→ What you need to do: Reproduce all of the material exactly as shown.

:::

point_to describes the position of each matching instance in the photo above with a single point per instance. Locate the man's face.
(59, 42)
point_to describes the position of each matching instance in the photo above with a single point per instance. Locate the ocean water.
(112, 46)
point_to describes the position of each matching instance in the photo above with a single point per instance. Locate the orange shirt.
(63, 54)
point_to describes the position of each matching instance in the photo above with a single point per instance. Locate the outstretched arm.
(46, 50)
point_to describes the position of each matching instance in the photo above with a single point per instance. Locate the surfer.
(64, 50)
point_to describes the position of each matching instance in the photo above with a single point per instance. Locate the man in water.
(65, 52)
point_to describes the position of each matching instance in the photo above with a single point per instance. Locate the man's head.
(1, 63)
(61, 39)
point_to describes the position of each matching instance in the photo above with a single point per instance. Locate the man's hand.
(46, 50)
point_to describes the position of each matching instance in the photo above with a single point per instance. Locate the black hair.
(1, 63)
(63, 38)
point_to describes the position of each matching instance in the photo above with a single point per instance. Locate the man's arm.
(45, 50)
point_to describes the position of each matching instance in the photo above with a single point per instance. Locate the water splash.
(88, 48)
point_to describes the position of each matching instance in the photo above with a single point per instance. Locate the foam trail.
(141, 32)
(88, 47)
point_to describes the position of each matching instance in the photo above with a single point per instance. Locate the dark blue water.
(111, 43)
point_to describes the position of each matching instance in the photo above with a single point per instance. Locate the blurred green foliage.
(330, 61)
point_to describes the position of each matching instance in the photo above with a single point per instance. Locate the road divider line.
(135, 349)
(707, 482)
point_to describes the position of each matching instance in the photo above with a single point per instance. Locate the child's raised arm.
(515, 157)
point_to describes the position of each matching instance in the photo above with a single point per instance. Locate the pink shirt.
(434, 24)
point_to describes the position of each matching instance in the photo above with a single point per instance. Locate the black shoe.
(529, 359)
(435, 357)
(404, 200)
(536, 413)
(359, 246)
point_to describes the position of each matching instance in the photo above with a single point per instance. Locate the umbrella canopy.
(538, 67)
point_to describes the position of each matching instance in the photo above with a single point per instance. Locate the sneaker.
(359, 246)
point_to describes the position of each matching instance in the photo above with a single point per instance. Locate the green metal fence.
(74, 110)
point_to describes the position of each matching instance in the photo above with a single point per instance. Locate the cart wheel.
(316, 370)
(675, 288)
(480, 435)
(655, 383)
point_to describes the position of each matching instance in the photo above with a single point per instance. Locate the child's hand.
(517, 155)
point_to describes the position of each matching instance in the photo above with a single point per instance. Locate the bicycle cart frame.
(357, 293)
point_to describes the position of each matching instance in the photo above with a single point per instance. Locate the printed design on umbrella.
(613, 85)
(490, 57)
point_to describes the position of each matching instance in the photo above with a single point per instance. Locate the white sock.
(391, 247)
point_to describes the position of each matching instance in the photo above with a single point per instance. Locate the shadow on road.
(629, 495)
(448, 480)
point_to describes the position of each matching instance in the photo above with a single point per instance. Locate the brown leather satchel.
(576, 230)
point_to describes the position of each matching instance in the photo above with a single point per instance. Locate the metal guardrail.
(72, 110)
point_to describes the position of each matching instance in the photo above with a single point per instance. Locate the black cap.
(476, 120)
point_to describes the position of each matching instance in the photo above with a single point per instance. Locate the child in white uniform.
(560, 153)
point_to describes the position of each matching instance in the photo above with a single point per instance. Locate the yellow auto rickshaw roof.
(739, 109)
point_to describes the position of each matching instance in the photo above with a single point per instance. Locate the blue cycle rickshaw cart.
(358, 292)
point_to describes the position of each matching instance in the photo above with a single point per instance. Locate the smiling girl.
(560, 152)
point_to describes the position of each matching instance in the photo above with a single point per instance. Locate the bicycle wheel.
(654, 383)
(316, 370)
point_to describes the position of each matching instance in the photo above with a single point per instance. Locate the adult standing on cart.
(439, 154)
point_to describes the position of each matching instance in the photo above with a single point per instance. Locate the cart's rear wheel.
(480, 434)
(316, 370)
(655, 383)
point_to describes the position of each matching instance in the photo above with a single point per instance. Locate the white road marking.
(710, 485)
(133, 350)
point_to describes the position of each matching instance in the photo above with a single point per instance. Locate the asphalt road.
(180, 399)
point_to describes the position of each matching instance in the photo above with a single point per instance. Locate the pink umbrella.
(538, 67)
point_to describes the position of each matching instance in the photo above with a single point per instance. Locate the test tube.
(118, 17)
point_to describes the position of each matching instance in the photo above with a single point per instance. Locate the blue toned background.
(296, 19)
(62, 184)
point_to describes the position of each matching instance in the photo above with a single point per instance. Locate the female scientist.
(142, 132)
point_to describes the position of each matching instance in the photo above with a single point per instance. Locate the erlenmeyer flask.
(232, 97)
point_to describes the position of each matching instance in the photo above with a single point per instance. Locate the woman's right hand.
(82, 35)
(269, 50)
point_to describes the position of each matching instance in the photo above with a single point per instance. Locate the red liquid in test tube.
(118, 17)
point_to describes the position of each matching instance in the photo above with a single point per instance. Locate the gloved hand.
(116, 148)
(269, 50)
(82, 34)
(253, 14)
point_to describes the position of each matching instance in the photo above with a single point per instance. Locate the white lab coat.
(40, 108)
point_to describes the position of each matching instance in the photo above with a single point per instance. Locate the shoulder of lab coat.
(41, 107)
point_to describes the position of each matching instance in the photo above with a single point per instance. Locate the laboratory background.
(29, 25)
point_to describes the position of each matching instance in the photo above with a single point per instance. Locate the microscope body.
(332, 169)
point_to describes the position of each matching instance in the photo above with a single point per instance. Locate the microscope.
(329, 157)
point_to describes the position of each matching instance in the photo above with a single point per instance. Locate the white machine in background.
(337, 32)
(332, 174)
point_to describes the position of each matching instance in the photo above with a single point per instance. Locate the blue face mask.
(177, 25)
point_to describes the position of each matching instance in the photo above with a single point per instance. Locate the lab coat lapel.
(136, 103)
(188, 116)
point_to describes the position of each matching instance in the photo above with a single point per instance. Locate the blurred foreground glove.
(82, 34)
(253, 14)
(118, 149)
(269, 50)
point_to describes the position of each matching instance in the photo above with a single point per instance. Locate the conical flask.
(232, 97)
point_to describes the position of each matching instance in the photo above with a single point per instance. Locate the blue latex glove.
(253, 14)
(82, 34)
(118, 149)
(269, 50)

:::

→ Output for this exercise:
point_to describes the position of each matching instance in the photo above with a single point per instance. Locate the man's face.
(59, 42)
point_to describes the position of each matching instance in the photo above with a single point per instance. Locate the ocean water.
(112, 46)
point_to describes the position of each matching instance in the photo above with a single point per instance. Locate the orange shirt.
(63, 54)
point_to describes the position of each matching instance in the photo above with a single point per instance. Locate the outstretched arm.
(46, 50)
point_to describes the position of each matching instance in the photo above with a single point per instance. Locate the surfer.
(64, 50)
point_to describes the position of each matching instance in the photo above with a single point per instance. Locate the man in water.
(65, 52)
point_to describes the position of each matching instance in the photo above with a single point per instance. Locate the man's head.
(1, 63)
(61, 39)
point_to describes the position of each matching instance in the photo above with a single point per instance. Locate the man's hand.
(46, 50)
point_to describes the position of each matching instance in the photo above with a single point per instance. Locate the black hair.
(1, 63)
(63, 38)
point_to describes the position of each matching instance in the photo above with a single point per instance. Locate the man's arm.
(45, 50)
point_to describes the position of each matching instance in the photo above with a single point per instance. Locate the water splash.
(88, 48)
point_to describes the position of each matching instance in the photo above with a single point per instance. Locate the foam trail.
(141, 32)
(88, 47)
point_to describes the position of each matching instance in the photo above with a single point per instance. Locate the dark blue water.
(111, 43)
point_to describes the position of each matching instance in the photo above with a single point per instance. Locate the blurred green foliage.
(330, 61)
point_to describes the position of each matching instance in the photo above with a single point per instance. Locate the road divider line.
(135, 349)
(707, 482)
point_to describes the position of each matching instance in the photo above with a single point per instance. Locate the child's raised arm.
(515, 157)
point_to describes the position of each matching instance in the photo above with a single point per instance. Locate the pink shirt.
(434, 24)
point_to describes the position of each matching instance in the photo above with a single point per instance. Locate the black shoe.
(529, 359)
(435, 357)
(404, 200)
(536, 413)
(359, 246)
point_to describes the position of each matching instance in the photo above with a single point per instance. Locate the umbrella canopy.
(538, 67)
point_to describes the position of each matching instance in the photo above with a single point per instance. Locate the sneaker.
(359, 246)
point_to describes the position of each matching instance in the photo above with a single point per instance. Locate the green metal fence.
(74, 110)
point_to describes the position of each matching instance in the photo above with a single point per instance. Locate the cart wheel.
(316, 370)
(675, 288)
(480, 435)
(655, 383)
point_to describes the position of each matching instance in the photo above with a single point per instance. Locate the child's hand.
(517, 155)
point_to describes the position of each matching instance in the photo above with a single point per instance. Locate the bicycle cart frame.
(357, 293)
point_to describes the position of each matching instance in the photo above with a single point per instance. Locate the printed design on umbrella.
(613, 85)
(490, 57)
point_to describes the position of each matching instance in the photo above with a single point per instance. Locate the white sock.
(391, 247)
point_to describes the position of each matching instance in the photo above with a single point per instance. Locate the shadow on road.
(629, 495)
(448, 480)
point_to describes the position of each matching instance in the photo above with a single point per instance. Locate the brown leather satchel.
(576, 230)
point_to describes the position of each matching instance in the photo above with a single point per instance. Locate the metal guardrail.
(72, 110)
point_to describes the position of each matching instance in the photo above with a single point per instance. Locate the black cap.
(476, 120)
point_to describes the position of each matching instance in the photo above with a single point per instance. Locate the child in white uniform.
(560, 153)
point_to describes the position of each matching instance in the photo above with a single point per instance. Locate the yellow auto rickshaw roof.
(739, 109)
point_to describes the position of each matching instance in the photo above with a single point per instance. Locate the blue cycle rickshaw cart.
(358, 292)
point_to describes the position of each matching instance in the photo above with a single point per instance. Locate the smiling girl.
(560, 152)
point_to describes the position of each matching instance in the photo above with a single point per instance. Locate the bicycle wheel.
(654, 383)
(316, 370)
point_to describes the position of each matching instance in the photo above with a single point per instance. Locate the adult standing on cart.
(439, 154)
point_to describes the position of each matching instance in the photo above with a single point per instance. Locate the cart's rear wheel.
(480, 434)
(316, 370)
(655, 383)
point_to describes the position of each matching instance in the photo above with a single point per instance. Locate the white road marking.
(710, 485)
(133, 350)
point_to describes the position of each matching instance in the photo above with a single point per instance. Locate the asphalt road.
(180, 399)
point_to describes the position of each matching instance in the photo above with a single point per instance. Locate the pink umbrella.
(538, 67)
point_to describes the position of each matching instance in the photo above with a single point per instance. Locate the test tube.
(118, 17)
point_to describes the position of each matching instance in the photo above with a single point per instance. Locate the blue toned background.
(296, 19)
(62, 184)
point_to describes the position of each matching instance in the photo above with a single point per instance. Locate the female scientist.
(142, 132)
point_to describes the position of each matching instance in the photo above with a single point per instance. Locate the erlenmeyer flask.
(232, 97)
point_to describes the position of each matching instance in the photo above with a single point per instance. Locate the woman's right hand.
(82, 35)
(269, 50)
point_to describes the position of each matching instance in the photo above with a single point per instance. Locate the red liquid in test tube.
(118, 17)
point_to describes the position of each matching instance in the photo above with a single point per instance. Locate the gloved hand.
(116, 148)
(269, 50)
(82, 34)
(253, 14)
point_to describes the position of each matching instance in the photo above with a single point per instance. Locate the white lab coat.
(40, 108)
point_to describes the position of each matching instance in the photo above with a single point per instance. Locate the shoulder of lab coat.
(41, 107)
point_to describes the position of each matching instance in the photo above with a single point per instance. Locate the laboratory background.
(29, 25)
point_to describes the position of each matching instance in the photo above with a single point per instance. Locate the microscope body.
(332, 169)
point_to describes the position of each matching instance in the photo above with a single point per instance. Locate the microscope.
(329, 157)
point_to describes the position of each matching instance in the photo above with a single point per instance. Locate the white machine in background.
(337, 32)
(332, 174)
point_to describes the position of each matching instance in the photo above with a single point per instance. Locate the blue face mask.
(177, 25)
point_to describes the position of each matching instance in the photo above with a single point per instance. Locate the lab coat lapel.
(136, 103)
(188, 116)
point_to describes the position of each matching instance in the photo above with a single point per instance. Locate the blurred foreground glove.
(82, 34)
(253, 14)
(118, 149)
(269, 50)
point_to describes the position of each matching instance in the photo above with a single point per instance. Locate the conical flask.
(232, 97)
point_to describes the position of each matching instance in the photo above with a single point per instance. Locate the blue latex glove.
(253, 14)
(82, 34)
(118, 149)
(269, 50)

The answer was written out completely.